» **EXERCISE AIM**:
Can you copy every row below, character for character, leaving nothing out?
-- start --
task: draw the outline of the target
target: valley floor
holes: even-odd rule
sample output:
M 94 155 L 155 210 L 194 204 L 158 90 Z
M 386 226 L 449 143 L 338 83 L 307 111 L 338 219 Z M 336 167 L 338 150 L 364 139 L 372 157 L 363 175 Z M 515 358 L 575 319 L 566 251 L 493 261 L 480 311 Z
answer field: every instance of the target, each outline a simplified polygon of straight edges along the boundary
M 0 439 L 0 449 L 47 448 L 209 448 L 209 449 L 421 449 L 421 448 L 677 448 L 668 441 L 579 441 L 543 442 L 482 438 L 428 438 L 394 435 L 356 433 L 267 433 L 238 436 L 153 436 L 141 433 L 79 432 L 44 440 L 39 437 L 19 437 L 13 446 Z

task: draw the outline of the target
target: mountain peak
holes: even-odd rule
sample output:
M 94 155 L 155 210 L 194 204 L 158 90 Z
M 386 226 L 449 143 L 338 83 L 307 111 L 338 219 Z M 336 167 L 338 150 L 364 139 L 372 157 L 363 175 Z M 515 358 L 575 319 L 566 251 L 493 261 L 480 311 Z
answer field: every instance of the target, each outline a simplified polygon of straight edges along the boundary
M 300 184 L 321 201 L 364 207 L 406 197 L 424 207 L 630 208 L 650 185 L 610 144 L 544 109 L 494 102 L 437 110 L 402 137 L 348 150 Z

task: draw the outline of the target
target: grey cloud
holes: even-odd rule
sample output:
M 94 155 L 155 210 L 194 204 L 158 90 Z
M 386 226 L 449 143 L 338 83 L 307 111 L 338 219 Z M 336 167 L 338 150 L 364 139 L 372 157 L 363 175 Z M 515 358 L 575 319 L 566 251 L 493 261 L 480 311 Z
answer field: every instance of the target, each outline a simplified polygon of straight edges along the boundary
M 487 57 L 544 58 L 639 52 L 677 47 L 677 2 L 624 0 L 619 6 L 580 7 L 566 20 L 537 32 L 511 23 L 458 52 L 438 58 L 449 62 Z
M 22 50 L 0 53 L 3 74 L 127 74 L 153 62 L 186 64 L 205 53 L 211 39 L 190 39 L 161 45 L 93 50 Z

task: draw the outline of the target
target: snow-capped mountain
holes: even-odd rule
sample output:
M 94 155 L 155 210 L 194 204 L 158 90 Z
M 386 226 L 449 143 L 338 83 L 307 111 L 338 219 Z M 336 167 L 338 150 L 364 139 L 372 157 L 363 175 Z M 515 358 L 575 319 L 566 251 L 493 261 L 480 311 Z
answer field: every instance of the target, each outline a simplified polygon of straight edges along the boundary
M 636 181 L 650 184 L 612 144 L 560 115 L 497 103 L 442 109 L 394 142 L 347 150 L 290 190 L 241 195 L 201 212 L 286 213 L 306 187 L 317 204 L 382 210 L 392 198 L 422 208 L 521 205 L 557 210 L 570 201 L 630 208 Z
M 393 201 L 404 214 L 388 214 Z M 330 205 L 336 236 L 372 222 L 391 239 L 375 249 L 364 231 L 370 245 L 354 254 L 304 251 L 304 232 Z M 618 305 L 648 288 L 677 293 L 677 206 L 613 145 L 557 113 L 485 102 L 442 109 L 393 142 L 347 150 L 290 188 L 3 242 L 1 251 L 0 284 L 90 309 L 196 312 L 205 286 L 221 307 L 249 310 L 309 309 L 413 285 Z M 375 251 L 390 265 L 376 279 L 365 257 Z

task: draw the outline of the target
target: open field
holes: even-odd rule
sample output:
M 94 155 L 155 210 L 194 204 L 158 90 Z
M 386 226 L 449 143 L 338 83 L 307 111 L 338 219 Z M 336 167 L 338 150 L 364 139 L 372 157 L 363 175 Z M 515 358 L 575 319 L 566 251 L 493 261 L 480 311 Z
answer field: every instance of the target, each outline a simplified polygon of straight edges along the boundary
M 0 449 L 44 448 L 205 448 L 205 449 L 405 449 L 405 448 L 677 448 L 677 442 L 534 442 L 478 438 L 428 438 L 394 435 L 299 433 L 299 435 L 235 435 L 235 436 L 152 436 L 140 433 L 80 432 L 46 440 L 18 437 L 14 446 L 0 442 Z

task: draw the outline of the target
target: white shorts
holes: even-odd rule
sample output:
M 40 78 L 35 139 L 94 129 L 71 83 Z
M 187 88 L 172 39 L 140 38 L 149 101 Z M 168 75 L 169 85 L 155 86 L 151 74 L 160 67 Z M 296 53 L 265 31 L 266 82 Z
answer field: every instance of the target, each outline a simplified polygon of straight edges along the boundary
-- end --
» **SOLUTION FOR THIS PROBLEM**:
task: draw the outline of the target
target: valley floor
holes: even-odd rule
sample output:
M 94 155 L 155 210 L 194 204 L 158 90 Z
M 386 226 L 449 143 L 338 83 L 307 111 L 338 219 Z M 336 167 L 338 150 L 364 139 L 372 157 L 363 175 Z M 515 358 L 575 319 L 566 251 L 493 261 L 480 311 Z
answer field: every instance of the target, each outline a simplified polygon of straight edges along the boundary
M 0 439 L 0 449 L 47 448 L 209 448 L 209 449 L 421 449 L 421 448 L 677 448 L 668 441 L 579 441 L 543 442 L 482 438 L 428 438 L 394 435 L 356 433 L 267 433 L 238 436 L 153 436 L 141 433 L 79 432 L 44 440 L 39 437 L 19 437 L 13 446 Z

task: draw the outline of the target
target: mountain peak
holes: even-odd rule
sample output:
M 94 155 L 155 210 L 194 204 L 158 90 Z
M 386 226 L 449 143 L 338 83 L 307 111 L 338 219 Z M 336 167 L 338 150 L 364 139 L 372 157 L 363 175 Z M 515 358 L 575 319 L 566 251 L 493 261 L 480 311 Z
answer field: every instance of the target, each outline a simplified polygon of straight edges along the boundary
M 300 184 L 321 201 L 364 207 L 406 197 L 424 207 L 630 208 L 650 185 L 610 144 L 544 109 L 494 102 L 437 110 L 402 137 L 348 150 Z

task: draw the outline of the target
target: grey cloud
holes: even-odd rule
sample output:
M 94 155 L 155 210 L 194 204 L 158 90 Z
M 386 226 L 449 143 L 338 83 L 307 111 L 338 219 Z M 336 167 L 338 150 L 364 139 L 372 157 L 363 175 Z M 515 358 L 575 319 L 566 251 L 493 261 L 480 311 Z
answer field: every instance of the target, each outline a simplified polygon of straight edges along the boundary
M 487 57 L 544 58 L 639 52 L 677 47 L 677 2 L 624 0 L 619 6 L 580 7 L 566 20 L 537 32 L 511 23 L 458 52 L 438 58 L 449 62 Z
M 22 50 L 0 53 L 3 74 L 127 74 L 153 62 L 186 64 L 205 53 L 211 39 L 190 39 L 161 45 L 93 50 Z

task: draw the outline of the target
target: snow-capped mountain
holes: even-odd rule
sample output:
M 94 155 L 155 210 L 194 204 L 158 90 Z
M 386 226 L 449 143 L 338 83 L 307 111 L 338 219 Z M 336 167 L 338 150 L 364 139 L 372 157 L 363 175 Z M 515 358 L 575 319 L 566 251 L 493 261 L 480 311 Z
answer field: every instance of the target, each outline a simplified polygon of straight edges along the boundary
M 636 181 L 650 184 L 612 144 L 560 115 L 497 103 L 442 109 L 394 142 L 347 150 L 290 190 L 241 195 L 201 212 L 286 213 L 306 187 L 317 204 L 382 210 L 392 198 L 422 208 L 521 205 L 557 210 L 570 201 L 630 208 Z
M 393 201 L 404 214 L 388 214 Z M 330 205 L 336 236 L 372 222 L 391 239 L 375 249 L 364 231 L 370 245 L 354 254 L 304 251 L 304 232 Z M 618 305 L 648 288 L 677 293 L 677 206 L 613 145 L 557 113 L 485 102 L 442 109 L 393 142 L 347 150 L 290 188 L 3 242 L 1 251 L 0 284 L 90 309 L 196 312 L 205 286 L 221 307 L 249 310 L 309 309 L 413 285 Z M 375 251 L 390 265 L 376 279 L 365 257 Z

task: draw the outline of the target
target: open field
holes: even-odd rule
sample output:
M 94 155 L 155 210 L 194 204 L 158 90 Z
M 386 226 L 449 143 L 338 83 L 307 111 L 338 219 Z M 336 167 L 338 150 L 364 139 L 372 157 L 363 175 Z M 515 358 L 575 319 L 566 251 L 493 261 L 480 311 Z
answer field: every instance of the target, each outline a simplified polygon of straight edges along the boundary
M 0 449 L 44 448 L 205 448 L 205 449 L 405 449 L 405 448 L 677 448 L 677 442 L 534 442 L 478 438 L 428 438 L 394 435 L 299 433 L 299 435 L 235 435 L 235 436 L 152 436 L 140 433 L 80 432 L 46 440 L 18 437 L 14 446 L 0 442 Z

task: draw the outline of the target
target: white shorts
holes: even-odd rule
sample output:
M 40 78 L 35 139 L 94 129 L 71 83 Z
M 187 88 L 172 39 L 140 38 L 149 101 Z M 168 75 L 169 85 L 155 86 L 151 74 L 160 67 Z M 296 53 L 265 31 L 266 82 Z
answer field: every instance of the target, each outline a simplified polygon of straight edges along the boundary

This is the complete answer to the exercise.